→ Extract to read:

__________________________________________________

This project focuses on sentiment analysis using Natural Language Processing (NLP) techniques on the Datafiniti_Amazon_Consumer_Reviews_of_Amazon_Products_May19 dataset sourced from Kaggle. The goal is to determine the sentiment (positive, neutral, or negative) of Amazon product reviews using two different NLP libraries: Spacy with TextBlob and NLTK with VADER.
Dataset
Due to the large size of the dataset, it cannot be uploaded to GitHub. You can download the dataset from Kaggle.
Libraries Used
NumPy
Matplotlib
Pandas
Spacy
TextBlob
WordCloud
NLTK
SentimentIntensityAnalyzer (VADER)
ConfusionMatrixDisplay (Scikit-learn)
Importing Libraries: Necessary libraries are imported.
Mounting Dataset: Mounting the dataset from Google Drive.
Exploratory Data Analysis (EDA): Understanding dataset shape, columns, and data types.
Data Cleaning: Checking for missing values, empty cells, and whitespace cells.
NLP Model Creation: Using Spacy and TextBlob for polarity analysis.
Evaluation: Comparing polarity analysis results with review ratings.
Visualization: Generating word clouds for positive, neutral, and negative words.
NLTK Sentiment Analysis: Using NLTK with VADER for sentiment analysis.
Conclusion: Discussing strengths, limitations, and overall performance of both models.

__________________________________________________

[Natural-language object grounding data]
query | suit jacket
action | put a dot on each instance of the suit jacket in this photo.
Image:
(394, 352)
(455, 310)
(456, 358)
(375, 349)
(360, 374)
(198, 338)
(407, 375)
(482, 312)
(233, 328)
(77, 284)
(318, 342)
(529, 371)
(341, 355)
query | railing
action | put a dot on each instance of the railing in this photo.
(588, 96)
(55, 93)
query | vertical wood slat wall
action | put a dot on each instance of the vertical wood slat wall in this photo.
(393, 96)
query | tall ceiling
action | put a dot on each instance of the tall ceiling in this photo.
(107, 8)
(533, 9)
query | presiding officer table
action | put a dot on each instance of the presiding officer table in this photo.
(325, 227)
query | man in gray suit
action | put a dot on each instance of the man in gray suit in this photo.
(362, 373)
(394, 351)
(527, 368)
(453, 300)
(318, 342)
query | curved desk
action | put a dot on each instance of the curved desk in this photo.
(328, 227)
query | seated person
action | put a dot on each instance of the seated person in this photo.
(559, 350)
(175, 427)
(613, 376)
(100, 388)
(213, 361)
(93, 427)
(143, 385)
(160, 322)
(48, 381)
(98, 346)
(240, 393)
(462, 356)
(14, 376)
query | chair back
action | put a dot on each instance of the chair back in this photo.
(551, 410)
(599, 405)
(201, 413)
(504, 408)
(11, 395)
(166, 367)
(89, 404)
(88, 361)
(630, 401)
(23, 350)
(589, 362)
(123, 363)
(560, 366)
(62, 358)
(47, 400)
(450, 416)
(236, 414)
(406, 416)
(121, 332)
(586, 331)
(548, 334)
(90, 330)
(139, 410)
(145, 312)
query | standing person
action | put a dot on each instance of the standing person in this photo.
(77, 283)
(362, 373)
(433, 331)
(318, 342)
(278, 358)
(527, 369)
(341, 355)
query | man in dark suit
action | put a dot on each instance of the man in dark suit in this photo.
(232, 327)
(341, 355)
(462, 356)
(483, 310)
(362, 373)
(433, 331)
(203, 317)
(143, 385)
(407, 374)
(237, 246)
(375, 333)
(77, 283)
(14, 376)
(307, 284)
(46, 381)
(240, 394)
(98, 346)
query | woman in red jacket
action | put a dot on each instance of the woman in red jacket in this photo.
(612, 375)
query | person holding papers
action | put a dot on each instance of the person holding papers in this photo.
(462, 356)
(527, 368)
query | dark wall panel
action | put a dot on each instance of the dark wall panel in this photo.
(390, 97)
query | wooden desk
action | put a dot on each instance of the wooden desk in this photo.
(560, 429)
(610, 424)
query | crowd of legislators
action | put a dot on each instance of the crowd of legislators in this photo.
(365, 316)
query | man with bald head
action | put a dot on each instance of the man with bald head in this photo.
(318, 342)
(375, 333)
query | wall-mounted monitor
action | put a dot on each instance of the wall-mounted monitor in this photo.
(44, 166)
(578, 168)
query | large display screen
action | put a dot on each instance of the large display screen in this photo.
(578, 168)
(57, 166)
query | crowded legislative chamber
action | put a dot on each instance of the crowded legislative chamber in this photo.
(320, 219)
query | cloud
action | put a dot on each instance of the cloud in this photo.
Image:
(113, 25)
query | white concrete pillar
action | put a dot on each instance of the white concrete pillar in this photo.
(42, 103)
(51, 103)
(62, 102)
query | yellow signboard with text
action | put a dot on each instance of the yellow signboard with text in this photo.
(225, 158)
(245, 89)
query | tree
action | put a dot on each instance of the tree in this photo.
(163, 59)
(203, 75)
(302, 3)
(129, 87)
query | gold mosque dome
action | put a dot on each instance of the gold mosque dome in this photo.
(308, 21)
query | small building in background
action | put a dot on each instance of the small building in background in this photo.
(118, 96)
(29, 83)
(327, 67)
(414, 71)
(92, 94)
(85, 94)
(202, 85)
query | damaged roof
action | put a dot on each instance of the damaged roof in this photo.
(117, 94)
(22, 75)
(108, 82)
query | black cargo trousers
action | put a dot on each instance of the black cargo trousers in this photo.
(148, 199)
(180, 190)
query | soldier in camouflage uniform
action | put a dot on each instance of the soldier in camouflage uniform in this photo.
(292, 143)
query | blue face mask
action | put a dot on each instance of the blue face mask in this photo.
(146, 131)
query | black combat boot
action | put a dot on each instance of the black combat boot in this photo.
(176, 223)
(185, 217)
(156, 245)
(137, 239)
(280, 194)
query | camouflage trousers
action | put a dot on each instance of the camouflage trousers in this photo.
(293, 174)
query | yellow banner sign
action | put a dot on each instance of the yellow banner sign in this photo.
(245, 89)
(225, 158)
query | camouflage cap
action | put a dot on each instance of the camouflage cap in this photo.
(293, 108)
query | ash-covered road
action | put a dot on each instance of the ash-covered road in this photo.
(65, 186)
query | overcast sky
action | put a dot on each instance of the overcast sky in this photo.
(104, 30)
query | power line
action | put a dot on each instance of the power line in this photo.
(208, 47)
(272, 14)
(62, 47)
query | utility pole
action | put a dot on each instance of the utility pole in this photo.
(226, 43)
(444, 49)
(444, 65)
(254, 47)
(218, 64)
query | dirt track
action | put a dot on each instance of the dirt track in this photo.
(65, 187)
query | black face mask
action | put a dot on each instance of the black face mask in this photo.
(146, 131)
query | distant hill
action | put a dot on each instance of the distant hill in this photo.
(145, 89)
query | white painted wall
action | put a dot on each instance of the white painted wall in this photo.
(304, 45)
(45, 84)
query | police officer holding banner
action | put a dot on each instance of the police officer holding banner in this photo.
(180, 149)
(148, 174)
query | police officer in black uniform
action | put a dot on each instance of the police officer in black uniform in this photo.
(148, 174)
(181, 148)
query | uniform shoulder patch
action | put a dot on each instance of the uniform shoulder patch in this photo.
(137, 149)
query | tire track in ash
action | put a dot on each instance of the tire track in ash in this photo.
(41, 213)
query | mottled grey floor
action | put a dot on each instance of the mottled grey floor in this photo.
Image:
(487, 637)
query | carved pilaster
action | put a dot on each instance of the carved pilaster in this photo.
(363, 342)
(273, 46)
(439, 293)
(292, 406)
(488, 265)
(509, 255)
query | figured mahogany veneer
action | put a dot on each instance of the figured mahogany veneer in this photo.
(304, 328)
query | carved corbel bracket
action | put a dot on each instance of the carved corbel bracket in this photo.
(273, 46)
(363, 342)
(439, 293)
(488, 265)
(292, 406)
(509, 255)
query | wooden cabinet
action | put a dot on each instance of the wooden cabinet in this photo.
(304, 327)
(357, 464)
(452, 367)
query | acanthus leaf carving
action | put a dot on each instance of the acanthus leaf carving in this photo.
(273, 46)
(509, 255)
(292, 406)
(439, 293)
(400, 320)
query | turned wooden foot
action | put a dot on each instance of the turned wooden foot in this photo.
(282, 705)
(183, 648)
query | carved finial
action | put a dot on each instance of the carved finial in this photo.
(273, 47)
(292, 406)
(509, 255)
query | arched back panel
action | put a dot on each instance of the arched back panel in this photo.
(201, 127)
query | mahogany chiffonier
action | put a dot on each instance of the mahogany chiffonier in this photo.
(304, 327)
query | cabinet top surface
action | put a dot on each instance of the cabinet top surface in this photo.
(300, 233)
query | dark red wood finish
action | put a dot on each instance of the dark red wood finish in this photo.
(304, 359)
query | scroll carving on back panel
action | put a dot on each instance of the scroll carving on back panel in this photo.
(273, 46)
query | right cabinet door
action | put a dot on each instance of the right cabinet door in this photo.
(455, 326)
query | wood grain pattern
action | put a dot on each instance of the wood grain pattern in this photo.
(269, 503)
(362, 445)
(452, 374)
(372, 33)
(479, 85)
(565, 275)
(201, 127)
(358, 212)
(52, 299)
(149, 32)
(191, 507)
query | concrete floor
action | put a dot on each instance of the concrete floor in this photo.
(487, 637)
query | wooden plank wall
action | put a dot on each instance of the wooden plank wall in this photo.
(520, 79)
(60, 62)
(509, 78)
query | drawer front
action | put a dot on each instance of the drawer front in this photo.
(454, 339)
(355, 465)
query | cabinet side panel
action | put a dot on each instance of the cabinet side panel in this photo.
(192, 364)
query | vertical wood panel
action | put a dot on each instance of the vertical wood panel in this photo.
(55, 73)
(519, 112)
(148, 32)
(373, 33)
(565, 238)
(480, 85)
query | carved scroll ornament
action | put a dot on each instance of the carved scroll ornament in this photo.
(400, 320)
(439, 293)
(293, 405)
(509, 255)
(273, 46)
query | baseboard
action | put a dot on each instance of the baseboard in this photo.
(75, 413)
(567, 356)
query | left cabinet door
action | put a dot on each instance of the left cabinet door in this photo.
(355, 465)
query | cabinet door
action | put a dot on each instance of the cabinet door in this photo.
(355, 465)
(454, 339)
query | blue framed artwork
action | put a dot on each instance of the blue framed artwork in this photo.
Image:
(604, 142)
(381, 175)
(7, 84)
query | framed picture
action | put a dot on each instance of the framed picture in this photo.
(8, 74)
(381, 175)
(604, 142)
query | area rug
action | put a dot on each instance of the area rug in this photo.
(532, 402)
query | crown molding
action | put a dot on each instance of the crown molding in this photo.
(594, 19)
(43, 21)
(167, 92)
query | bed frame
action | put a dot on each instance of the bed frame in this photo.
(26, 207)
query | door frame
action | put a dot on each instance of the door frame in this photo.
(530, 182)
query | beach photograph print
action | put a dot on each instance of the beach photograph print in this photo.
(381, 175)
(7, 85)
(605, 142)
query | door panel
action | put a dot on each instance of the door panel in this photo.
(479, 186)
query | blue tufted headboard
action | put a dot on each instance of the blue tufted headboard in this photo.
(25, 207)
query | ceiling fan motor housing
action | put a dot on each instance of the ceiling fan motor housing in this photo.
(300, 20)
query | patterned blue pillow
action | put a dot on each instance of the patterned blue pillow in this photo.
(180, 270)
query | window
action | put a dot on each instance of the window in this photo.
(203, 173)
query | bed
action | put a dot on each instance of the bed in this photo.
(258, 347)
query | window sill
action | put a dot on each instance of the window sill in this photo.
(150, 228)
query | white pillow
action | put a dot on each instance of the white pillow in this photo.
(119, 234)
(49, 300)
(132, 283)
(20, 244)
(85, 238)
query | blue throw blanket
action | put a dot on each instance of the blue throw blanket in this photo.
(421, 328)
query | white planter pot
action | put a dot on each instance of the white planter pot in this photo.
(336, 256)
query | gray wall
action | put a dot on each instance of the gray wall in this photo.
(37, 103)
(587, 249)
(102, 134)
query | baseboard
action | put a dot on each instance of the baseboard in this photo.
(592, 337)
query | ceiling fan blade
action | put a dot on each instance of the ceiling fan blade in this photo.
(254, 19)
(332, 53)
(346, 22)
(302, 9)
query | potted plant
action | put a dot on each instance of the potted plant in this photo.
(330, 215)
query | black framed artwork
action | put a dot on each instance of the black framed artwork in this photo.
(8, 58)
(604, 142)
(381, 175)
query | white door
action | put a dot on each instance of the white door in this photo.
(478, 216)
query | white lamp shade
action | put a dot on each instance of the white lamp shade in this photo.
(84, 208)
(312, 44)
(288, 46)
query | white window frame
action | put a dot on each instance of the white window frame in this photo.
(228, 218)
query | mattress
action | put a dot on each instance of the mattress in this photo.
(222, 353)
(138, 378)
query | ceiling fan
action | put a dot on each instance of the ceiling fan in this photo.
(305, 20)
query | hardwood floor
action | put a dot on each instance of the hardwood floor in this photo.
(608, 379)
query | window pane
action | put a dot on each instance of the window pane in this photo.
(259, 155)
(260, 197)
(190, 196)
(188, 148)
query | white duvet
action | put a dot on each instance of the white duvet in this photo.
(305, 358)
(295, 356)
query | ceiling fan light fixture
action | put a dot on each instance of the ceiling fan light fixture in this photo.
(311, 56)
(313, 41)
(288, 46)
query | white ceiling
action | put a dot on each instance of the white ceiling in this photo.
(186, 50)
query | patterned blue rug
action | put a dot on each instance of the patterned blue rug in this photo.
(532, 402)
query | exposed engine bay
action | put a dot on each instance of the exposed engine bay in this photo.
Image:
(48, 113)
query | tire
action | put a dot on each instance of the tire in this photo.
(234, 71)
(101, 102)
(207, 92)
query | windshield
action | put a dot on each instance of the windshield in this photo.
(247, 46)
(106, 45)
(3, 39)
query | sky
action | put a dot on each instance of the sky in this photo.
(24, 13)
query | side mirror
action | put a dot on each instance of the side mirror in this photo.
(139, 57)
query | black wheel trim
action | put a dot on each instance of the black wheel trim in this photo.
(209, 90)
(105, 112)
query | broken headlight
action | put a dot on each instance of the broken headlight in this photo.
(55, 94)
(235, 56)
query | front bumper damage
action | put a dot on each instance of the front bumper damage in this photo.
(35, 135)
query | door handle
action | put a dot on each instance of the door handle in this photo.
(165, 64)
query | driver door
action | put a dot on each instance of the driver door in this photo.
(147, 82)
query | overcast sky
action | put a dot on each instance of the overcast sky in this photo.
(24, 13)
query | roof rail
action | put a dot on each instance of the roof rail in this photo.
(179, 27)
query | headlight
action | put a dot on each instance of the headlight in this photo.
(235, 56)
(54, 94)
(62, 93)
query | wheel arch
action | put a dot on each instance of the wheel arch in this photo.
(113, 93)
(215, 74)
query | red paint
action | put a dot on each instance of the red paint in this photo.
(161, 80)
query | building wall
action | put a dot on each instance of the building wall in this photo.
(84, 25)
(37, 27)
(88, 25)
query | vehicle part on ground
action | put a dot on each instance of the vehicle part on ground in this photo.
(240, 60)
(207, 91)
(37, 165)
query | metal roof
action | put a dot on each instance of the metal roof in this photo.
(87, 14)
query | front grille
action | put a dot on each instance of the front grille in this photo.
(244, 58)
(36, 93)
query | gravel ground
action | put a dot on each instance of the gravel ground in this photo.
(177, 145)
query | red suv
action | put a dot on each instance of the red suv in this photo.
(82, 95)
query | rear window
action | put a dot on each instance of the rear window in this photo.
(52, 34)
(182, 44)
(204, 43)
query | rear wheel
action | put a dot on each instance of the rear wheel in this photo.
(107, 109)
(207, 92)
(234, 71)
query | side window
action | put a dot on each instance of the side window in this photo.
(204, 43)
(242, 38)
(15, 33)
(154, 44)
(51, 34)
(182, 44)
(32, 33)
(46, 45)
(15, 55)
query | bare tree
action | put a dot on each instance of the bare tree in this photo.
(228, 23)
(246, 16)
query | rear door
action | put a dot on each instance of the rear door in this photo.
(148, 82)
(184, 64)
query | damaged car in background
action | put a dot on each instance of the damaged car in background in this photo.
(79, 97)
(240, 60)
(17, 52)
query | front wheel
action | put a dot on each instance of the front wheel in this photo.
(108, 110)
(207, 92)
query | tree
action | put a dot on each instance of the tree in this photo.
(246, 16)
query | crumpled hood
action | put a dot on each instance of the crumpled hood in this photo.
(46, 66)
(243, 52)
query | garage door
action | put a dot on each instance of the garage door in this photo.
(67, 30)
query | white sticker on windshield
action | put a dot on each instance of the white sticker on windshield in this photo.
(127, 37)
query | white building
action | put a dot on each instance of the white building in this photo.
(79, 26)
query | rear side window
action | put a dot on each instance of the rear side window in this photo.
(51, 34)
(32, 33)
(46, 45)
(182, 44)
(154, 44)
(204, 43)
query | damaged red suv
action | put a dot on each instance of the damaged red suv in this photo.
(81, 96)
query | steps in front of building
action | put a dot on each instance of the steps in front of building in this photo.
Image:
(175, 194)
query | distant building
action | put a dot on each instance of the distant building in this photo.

__________________________________________________

→ Questions to answer:
A. What checks does the sentiment analysis project description name for the data cleaning step?
B. Update the sentiment analysis project description from "ConfusionMatrixDisplay (Scikit-learn)" through "and data types.", changing "Google Drive" to "Dropbox".
C. Carry the sentiment analysis project description on from where it ends.
The listing has no role in this work.

→ Outputs for the tasks:
A.
- Missing values
- Empty cells
- Whitespace cells

B.
ConfusionMatrixDisplay (Scikit-learn)
Importing Libraries: Necessary libraries are imported.
Mounting Dataset: Mounting the dataset from Dropbox.
Exploratory Data Analysis (EDA): Understanding dataset shape, columns, and data types.

C.
How to Use
Download the dataset from the provided Kaggle link.
Upload the dataset to your Google Drive or local environment.
Run the provided code in your preferred environment (e.g., Google Colab, Jupyter Notebook).
Follow the code comments and outputs to understand the analysis process.
Analyze the generated confusion matrices and accuracy scores for model evaluation.
Important Notes
The dataset used is for Amazon consumer reviews, focusing on product ratings and review texts. Due to the nature of sentiment analysis, results may vary based on dataset characteristics and NLP library used. Consider using different NLP models or adjusting parameters for improved accuracy based on specific project needs. Feel free to modify and expand upon this project as needed for your analysis and learning objectives.